**WRITTEN EXERCISE:**
In the data below, how many lines contain the string "phrase", with case counting? Give only the number.

Contour annotation data:
::::

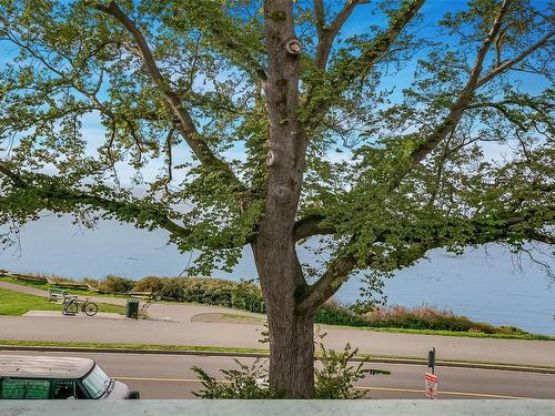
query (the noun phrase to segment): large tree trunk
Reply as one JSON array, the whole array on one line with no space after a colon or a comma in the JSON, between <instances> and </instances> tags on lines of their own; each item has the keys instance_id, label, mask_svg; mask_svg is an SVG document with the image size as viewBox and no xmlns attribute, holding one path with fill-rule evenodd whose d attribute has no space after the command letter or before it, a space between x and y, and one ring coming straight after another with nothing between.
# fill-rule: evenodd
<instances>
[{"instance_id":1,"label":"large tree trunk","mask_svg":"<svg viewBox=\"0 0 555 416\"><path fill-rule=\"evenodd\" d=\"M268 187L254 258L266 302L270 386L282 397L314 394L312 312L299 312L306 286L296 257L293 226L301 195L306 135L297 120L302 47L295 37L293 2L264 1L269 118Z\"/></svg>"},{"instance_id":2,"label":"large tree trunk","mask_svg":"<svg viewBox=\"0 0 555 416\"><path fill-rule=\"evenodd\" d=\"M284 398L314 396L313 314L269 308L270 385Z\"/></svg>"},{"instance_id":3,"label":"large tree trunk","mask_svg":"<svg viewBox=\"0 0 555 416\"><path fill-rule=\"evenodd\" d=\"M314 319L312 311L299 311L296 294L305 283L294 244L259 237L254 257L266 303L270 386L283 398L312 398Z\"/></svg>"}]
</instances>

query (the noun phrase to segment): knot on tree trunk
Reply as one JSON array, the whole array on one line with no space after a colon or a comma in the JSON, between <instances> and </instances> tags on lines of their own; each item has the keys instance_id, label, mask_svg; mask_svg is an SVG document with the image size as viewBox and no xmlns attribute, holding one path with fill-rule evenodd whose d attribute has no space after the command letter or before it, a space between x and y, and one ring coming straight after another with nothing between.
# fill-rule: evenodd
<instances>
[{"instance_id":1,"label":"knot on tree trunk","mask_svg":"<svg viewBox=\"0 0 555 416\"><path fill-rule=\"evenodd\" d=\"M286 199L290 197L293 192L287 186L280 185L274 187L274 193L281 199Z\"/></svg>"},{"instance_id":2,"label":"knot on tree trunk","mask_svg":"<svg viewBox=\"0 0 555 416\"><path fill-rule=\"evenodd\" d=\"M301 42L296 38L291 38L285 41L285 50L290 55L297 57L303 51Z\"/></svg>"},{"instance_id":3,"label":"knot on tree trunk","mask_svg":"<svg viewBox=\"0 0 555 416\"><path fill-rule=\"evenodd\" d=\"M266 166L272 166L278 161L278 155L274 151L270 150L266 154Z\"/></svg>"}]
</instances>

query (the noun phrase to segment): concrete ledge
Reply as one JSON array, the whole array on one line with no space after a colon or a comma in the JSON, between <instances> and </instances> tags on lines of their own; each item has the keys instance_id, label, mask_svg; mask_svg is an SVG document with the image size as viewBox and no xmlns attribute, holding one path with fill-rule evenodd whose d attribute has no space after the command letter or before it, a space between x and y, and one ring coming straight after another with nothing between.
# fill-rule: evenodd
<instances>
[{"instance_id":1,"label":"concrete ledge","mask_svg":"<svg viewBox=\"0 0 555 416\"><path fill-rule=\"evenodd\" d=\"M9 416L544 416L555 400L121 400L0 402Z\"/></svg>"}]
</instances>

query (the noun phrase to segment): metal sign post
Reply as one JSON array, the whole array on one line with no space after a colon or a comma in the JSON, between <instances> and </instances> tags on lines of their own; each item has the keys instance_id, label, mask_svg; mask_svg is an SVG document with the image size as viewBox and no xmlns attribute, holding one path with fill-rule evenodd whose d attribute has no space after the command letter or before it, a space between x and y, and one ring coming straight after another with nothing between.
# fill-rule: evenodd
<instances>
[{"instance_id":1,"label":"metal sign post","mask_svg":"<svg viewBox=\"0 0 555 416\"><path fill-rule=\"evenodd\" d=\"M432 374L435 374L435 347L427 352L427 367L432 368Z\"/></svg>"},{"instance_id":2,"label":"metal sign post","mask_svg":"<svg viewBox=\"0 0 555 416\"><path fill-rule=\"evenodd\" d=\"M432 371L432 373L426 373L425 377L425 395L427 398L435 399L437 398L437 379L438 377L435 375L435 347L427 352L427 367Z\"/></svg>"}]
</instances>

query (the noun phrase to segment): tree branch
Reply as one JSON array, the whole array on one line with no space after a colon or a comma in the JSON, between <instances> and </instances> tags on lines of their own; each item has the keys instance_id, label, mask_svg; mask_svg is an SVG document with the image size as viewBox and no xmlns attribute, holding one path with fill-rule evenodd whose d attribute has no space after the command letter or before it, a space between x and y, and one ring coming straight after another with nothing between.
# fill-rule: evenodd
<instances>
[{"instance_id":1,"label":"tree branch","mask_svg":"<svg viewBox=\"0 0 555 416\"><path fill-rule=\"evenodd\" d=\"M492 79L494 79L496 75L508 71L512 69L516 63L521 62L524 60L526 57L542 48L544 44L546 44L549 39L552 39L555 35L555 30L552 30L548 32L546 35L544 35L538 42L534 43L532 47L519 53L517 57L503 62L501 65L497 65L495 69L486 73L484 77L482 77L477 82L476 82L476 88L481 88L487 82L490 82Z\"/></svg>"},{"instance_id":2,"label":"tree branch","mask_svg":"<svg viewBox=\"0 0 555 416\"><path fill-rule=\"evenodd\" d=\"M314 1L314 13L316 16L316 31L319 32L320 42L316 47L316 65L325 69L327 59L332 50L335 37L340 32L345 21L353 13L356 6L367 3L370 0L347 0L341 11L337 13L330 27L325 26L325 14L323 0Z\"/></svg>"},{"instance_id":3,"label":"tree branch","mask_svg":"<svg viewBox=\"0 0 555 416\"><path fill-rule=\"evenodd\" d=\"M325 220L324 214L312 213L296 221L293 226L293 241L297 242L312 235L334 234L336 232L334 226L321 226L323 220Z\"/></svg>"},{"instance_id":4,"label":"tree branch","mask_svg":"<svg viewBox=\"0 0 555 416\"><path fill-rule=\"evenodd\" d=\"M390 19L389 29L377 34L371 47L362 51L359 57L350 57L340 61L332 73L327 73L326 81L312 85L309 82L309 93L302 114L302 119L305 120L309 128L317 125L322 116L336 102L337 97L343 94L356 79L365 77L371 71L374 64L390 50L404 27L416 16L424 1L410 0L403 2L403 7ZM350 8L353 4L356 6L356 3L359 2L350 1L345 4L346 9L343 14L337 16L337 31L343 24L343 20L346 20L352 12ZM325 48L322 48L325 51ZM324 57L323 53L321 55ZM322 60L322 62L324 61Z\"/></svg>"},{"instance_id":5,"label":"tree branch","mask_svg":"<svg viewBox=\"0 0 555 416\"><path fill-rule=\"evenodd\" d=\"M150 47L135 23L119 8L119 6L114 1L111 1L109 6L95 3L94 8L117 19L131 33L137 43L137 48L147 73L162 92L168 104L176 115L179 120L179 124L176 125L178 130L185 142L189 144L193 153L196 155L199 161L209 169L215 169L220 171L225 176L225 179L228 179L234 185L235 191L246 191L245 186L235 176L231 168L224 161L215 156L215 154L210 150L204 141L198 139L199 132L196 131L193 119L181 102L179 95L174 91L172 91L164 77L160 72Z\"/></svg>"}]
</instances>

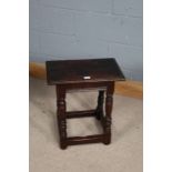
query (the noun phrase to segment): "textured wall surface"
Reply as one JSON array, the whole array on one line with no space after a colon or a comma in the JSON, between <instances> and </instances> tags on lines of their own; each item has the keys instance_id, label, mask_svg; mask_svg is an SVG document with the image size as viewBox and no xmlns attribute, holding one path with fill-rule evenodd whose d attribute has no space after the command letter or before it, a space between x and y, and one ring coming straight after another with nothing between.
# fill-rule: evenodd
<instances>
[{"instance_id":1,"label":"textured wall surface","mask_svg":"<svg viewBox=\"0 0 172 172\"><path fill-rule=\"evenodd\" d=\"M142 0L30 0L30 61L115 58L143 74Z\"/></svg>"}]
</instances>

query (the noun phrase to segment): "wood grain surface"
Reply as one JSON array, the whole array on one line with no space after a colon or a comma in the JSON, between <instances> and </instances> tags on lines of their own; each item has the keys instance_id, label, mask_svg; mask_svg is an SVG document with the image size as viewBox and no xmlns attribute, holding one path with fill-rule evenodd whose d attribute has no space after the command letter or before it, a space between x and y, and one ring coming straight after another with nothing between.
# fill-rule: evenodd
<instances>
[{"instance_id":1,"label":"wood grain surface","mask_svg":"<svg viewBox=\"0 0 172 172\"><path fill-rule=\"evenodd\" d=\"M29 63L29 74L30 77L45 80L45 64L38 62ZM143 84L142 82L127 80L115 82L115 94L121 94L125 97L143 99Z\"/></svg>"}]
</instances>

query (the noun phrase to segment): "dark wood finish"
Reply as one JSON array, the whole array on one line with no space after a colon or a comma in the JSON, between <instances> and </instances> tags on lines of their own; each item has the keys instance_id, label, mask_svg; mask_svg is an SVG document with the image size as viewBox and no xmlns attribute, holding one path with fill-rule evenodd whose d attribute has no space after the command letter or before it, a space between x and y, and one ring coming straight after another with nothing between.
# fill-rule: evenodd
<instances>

::::

**ANSWER TO THIS TASK:**
8